/---
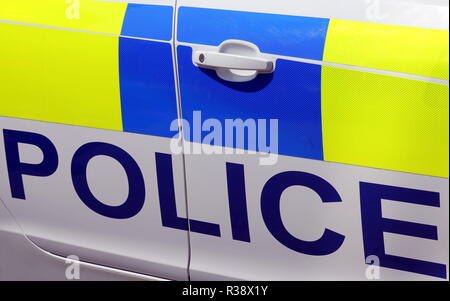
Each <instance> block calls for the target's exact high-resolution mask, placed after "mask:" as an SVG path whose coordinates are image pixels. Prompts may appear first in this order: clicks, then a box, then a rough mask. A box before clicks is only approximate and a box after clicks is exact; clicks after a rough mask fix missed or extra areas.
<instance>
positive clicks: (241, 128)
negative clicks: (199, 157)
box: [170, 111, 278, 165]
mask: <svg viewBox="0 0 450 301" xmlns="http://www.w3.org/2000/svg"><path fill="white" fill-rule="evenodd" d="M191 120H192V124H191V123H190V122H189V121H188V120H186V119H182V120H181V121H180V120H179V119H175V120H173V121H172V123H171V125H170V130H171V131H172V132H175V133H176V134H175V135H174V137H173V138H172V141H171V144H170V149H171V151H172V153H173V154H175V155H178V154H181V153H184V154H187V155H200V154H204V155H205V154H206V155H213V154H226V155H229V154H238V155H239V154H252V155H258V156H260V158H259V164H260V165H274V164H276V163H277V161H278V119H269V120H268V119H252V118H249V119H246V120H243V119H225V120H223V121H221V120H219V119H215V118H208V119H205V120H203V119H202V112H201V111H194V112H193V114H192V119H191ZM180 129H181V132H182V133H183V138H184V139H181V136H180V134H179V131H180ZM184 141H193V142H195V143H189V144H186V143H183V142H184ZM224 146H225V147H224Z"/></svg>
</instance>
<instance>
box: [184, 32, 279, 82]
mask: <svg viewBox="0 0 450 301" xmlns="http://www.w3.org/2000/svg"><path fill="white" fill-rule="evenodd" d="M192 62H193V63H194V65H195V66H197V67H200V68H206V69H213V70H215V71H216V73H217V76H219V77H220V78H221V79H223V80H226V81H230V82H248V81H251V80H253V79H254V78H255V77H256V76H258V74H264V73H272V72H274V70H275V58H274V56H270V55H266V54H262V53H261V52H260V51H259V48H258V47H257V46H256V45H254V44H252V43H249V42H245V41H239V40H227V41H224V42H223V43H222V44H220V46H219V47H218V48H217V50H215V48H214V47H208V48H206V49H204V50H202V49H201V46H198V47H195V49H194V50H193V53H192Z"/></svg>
\---
/---
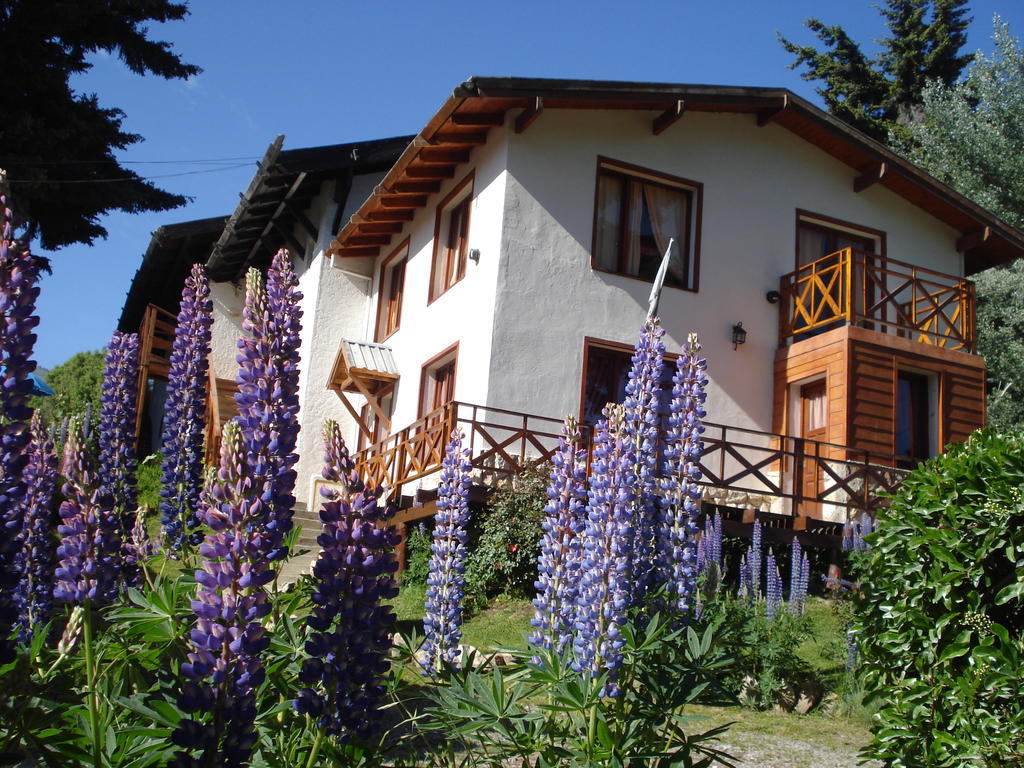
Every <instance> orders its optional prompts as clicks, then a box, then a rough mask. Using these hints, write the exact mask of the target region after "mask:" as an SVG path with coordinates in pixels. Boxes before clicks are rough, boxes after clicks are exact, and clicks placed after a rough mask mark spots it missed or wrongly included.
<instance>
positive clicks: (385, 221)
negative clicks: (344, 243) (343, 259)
\---
PROBLEM TO WORK ON: Beginning with the line holding "Each <instance> block" and ending with the line holding "negative clicks: (199, 157)", write out the stretch of material above exactly; add no further lines.

WRITTEN SOLUTION:
Each <instance> block calls for the target's exact high-resolution mask, placed after "mask:" as an SVG path whose coordinates are image pixels. Prompts may appear first in this order: clicks, then a box, then a rough mask. A box before clicks is only approximate and a box after clicks is exact; clicks after a rough mask fix missed or extra areas.
<instance>
positive clicks: (241, 128)
negative clicks: (199, 157)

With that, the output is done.